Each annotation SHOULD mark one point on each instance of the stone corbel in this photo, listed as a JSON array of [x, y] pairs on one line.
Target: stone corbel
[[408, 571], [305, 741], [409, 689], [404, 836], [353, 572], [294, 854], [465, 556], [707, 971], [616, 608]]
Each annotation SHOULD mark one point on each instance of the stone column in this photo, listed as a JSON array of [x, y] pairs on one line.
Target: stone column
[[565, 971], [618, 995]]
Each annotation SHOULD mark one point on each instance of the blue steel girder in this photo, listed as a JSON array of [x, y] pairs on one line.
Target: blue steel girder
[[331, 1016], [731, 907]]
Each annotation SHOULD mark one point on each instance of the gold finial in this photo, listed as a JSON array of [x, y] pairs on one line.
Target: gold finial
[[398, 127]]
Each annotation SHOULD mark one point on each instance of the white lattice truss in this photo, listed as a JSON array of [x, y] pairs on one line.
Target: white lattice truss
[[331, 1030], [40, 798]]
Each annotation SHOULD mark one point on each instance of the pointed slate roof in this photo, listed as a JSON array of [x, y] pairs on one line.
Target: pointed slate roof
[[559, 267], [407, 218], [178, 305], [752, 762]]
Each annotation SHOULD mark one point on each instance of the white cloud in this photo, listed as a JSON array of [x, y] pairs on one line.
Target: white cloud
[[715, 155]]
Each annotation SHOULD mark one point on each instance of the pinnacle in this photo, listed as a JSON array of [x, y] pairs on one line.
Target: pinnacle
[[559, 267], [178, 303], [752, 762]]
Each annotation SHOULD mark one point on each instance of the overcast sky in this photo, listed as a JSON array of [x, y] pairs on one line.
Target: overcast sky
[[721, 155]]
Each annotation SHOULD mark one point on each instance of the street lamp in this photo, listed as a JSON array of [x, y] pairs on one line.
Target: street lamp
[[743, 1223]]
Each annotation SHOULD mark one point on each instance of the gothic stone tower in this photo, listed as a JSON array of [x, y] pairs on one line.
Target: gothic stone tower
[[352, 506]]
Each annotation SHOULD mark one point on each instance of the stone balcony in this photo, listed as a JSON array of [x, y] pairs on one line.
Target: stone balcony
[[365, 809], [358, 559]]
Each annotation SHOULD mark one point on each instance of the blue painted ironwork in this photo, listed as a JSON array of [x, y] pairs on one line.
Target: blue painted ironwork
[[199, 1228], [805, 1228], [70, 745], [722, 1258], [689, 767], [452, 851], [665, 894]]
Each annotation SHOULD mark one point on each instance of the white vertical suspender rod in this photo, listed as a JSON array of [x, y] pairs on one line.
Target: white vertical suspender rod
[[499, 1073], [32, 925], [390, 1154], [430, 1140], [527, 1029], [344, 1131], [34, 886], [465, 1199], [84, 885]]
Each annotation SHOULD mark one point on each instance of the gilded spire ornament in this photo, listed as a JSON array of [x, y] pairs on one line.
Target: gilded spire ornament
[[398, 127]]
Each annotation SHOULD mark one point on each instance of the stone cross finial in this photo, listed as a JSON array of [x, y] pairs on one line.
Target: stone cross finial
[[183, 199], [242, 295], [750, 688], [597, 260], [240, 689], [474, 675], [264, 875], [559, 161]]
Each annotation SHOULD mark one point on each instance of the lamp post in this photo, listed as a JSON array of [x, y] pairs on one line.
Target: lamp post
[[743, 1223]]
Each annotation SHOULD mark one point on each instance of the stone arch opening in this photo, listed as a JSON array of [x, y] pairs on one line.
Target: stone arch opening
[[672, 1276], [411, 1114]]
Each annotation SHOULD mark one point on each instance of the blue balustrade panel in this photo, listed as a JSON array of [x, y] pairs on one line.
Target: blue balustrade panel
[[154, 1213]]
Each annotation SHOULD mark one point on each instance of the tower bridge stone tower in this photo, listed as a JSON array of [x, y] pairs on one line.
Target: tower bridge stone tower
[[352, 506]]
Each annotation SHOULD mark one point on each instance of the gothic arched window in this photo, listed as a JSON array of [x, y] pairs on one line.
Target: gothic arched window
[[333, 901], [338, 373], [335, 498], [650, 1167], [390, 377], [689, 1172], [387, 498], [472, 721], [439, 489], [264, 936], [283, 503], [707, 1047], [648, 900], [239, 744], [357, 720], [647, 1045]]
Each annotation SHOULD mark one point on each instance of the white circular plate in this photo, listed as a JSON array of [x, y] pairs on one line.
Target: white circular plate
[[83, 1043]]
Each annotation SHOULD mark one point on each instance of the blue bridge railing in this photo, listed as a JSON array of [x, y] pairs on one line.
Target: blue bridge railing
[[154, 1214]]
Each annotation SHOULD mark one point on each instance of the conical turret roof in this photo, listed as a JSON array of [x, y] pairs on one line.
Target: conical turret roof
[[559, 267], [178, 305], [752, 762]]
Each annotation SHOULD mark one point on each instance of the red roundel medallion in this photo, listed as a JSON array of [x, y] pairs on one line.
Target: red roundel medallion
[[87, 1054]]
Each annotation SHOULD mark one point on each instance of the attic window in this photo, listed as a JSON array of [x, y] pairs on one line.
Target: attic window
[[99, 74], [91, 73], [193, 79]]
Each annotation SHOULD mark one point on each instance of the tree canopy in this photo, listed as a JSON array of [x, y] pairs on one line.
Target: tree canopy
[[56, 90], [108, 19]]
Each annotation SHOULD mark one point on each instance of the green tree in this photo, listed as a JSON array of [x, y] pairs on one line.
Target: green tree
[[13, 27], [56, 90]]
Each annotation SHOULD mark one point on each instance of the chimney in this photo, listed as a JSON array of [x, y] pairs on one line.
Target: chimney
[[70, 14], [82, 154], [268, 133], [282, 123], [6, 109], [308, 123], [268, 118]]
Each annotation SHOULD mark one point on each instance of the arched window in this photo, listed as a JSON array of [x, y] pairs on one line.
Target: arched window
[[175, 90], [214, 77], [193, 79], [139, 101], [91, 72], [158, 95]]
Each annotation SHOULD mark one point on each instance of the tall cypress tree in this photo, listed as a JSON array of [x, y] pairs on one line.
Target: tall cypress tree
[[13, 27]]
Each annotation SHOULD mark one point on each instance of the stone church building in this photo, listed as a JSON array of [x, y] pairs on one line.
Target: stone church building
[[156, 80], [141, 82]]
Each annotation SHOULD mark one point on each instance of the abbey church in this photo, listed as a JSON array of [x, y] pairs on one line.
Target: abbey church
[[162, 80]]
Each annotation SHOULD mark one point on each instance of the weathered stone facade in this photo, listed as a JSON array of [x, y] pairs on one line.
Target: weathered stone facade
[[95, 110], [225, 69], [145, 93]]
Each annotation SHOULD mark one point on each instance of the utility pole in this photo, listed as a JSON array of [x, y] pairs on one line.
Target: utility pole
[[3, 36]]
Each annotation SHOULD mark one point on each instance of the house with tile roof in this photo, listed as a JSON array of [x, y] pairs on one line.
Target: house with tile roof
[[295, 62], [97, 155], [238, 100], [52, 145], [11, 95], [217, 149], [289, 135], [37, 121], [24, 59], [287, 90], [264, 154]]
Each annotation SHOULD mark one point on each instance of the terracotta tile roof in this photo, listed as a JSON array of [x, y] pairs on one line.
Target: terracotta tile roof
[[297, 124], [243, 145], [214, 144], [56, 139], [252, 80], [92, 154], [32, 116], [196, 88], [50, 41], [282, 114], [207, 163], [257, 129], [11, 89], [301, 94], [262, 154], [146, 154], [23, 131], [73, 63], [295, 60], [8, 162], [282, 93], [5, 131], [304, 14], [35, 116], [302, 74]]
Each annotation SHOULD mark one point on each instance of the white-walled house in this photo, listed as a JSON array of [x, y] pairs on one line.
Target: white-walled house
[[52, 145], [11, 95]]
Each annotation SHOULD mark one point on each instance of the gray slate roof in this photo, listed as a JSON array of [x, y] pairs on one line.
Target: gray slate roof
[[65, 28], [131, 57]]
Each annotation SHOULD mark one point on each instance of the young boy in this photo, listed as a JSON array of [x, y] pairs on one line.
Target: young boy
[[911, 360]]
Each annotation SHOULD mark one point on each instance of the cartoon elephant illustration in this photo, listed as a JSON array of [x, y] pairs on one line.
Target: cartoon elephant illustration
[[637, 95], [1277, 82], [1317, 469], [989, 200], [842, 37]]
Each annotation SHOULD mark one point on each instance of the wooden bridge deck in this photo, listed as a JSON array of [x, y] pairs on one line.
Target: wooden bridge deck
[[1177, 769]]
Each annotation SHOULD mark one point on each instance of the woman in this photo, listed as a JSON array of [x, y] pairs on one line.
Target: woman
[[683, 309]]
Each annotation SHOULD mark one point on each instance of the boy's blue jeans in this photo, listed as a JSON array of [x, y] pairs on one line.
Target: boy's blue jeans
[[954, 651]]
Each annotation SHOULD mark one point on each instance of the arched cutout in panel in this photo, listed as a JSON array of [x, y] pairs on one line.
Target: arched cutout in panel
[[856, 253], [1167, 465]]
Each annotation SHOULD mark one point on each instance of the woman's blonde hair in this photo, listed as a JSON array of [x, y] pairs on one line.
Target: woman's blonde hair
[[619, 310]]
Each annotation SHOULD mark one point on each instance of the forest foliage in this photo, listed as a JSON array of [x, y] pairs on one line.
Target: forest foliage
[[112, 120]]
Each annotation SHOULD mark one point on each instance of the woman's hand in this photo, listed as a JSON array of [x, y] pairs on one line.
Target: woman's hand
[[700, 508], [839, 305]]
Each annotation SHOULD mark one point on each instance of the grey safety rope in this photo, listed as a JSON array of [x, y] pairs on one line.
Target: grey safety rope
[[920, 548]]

What you will do - Reproduce only the lines running from the one that contains "of the forest" to the last line of the records.

Result -
Each annotation SHOULD mark one point on each instance of the forest foliage in this photo, listed as a JSON array of [x, y] pairs on one line.
Target: forest foliage
[[112, 120]]
Each annotation SHOULD mark one point on each instance of the woman's hand in this photo, listed as a JSON array of [x, y] pairs on one line.
Target: woman's hand
[[700, 508], [839, 305]]
Each annotation SHOULD mark one point on each instance of the grey safety rope in this photo, listed as a JSON array of [x, y] pairs on one line.
Target: grey safety rope
[[920, 548]]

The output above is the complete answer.